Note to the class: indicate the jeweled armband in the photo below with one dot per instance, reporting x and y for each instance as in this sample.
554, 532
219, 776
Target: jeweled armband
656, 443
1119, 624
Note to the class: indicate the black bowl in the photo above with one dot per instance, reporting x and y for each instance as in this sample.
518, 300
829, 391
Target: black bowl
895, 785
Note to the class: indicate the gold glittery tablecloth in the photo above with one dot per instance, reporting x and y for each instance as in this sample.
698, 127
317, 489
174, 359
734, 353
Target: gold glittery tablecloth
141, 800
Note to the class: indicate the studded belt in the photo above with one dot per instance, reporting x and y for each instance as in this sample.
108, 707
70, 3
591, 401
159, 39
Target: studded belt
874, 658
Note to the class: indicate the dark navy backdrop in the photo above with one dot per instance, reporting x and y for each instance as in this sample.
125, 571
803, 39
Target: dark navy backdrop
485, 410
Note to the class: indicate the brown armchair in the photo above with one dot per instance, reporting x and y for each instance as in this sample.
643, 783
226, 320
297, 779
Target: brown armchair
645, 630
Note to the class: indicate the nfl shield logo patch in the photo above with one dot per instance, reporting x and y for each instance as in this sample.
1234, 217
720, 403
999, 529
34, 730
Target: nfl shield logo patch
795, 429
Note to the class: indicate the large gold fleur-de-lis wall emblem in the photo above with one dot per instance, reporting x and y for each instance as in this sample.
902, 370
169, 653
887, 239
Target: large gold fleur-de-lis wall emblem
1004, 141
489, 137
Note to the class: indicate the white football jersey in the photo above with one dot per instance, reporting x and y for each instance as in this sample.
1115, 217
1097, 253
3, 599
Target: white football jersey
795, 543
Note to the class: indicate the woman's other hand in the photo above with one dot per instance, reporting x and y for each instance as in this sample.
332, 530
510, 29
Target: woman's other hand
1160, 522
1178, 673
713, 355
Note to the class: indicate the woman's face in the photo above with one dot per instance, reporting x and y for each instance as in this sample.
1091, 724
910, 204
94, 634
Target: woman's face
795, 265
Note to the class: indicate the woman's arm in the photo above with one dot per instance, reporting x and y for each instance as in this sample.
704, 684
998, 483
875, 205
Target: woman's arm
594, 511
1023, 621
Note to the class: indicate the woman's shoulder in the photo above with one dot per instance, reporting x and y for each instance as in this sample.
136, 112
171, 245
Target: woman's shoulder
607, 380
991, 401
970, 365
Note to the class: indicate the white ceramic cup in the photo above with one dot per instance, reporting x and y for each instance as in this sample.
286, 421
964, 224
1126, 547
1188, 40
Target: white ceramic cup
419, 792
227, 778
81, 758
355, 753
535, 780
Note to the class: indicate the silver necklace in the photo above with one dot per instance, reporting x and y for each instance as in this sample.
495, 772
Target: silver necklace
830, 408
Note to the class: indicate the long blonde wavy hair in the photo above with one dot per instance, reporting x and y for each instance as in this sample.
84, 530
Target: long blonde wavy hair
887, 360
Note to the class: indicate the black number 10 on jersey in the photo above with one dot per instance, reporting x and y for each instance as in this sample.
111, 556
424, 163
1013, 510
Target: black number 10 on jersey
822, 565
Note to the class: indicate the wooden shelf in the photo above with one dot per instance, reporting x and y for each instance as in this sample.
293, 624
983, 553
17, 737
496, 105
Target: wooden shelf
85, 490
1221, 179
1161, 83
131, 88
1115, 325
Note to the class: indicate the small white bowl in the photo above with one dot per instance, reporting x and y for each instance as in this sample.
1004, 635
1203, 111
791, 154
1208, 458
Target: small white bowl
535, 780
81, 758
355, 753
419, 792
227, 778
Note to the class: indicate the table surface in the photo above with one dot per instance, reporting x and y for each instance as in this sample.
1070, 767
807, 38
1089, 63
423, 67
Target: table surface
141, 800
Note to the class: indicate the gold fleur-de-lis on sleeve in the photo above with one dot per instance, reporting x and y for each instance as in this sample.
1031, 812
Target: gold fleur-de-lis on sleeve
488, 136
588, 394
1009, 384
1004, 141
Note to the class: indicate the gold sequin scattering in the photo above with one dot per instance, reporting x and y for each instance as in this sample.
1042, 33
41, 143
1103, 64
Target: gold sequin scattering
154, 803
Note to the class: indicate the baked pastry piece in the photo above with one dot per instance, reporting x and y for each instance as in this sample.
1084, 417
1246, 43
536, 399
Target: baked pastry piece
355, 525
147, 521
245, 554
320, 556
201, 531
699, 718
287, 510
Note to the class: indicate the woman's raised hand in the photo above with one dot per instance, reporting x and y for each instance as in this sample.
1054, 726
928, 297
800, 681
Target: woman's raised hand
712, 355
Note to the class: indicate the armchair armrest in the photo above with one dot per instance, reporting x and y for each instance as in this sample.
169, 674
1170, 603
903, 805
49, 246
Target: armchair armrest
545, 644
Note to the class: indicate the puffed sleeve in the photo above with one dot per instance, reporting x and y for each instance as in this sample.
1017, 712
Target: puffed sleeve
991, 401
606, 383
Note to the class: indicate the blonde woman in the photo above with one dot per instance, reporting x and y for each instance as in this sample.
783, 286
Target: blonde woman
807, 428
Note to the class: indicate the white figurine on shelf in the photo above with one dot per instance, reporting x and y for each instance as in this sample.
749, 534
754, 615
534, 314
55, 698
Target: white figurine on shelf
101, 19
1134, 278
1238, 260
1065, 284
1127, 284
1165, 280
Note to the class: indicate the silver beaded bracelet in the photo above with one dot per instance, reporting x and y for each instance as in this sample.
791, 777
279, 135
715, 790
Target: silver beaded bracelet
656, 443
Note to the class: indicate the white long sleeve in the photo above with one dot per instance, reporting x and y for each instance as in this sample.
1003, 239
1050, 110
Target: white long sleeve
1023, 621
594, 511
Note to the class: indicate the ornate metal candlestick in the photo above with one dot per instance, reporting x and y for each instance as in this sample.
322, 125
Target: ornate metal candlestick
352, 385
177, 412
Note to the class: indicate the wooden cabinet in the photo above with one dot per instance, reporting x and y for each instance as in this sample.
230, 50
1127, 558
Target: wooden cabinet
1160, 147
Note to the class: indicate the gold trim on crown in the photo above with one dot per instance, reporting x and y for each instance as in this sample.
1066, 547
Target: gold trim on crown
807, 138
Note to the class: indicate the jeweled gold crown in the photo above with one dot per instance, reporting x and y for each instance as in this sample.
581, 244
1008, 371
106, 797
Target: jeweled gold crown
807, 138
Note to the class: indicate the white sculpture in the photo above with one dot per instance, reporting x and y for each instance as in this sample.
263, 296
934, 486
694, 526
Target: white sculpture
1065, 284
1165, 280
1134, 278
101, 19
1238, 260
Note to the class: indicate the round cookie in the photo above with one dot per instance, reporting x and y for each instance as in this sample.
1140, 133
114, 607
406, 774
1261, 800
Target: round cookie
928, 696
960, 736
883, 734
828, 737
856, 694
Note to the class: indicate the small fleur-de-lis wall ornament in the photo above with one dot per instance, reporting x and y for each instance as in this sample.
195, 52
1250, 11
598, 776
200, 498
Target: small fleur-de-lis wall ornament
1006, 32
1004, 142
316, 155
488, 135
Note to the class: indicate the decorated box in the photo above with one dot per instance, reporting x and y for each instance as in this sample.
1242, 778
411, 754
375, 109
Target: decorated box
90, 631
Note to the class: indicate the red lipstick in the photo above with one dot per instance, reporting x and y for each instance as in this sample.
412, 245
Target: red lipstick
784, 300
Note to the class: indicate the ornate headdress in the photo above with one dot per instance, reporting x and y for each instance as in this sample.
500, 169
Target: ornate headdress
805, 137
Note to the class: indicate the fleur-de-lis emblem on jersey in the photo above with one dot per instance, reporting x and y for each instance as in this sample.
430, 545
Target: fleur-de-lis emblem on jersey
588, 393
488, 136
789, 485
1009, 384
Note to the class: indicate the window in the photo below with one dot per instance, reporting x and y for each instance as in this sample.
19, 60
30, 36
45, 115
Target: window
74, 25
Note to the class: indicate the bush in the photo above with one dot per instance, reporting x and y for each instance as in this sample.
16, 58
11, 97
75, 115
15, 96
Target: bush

Instruction »
All lines from the one containing "Note to the class: indicate the small fleur-de-lis" through the final line of the listing above are to be reproduced exactly; include both and add nothing.

The solution »
Note to the class: indicate the small fleur-de-lis wall ornament in the photo above with one dot per instance, reporting x and y for each instance as in this sample.
195, 52
1250, 11
598, 776
200, 498
Target: small fleur-de-lis wall ornament
1006, 32
1004, 142
316, 155
488, 135
Note to the class: indicate the decorated box in the photo above with one dot per instance, reporting x and y for each instance as in this sample.
1242, 778
411, 754
375, 109
Target: decorated box
90, 631
Note to the class: indicate the red lipstick in the photo above with one dot per instance, reporting x and y for each instance as in this sample.
412, 245
Target: red lipstick
784, 300
Note to the class: indicate the ornate headdress in the photo above with one dot per instance, reporting x and y for each instance as in this sample.
500, 169
Target: ornate headdress
805, 137
Note to the class: indicate the fleur-de-lis emblem on jersey in the photo above with one dot per instance, reporting x and y for each instance as in this sample.
430, 545
Target: fleur-de-lis emblem on jersey
588, 393
488, 136
789, 485
1009, 384
Note to the class: indicate the window in the photo below with one dot per instance, reporting x and y for each instance as in this sample.
19, 60
30, 36
45, 115
Target: window
74, 25
Note to the class: indicate the bush in the photo above with one dot per instance, reporting x and y for each instance as in this sample.
16, 58
11, 97
75, 115
15, 96
Target: bush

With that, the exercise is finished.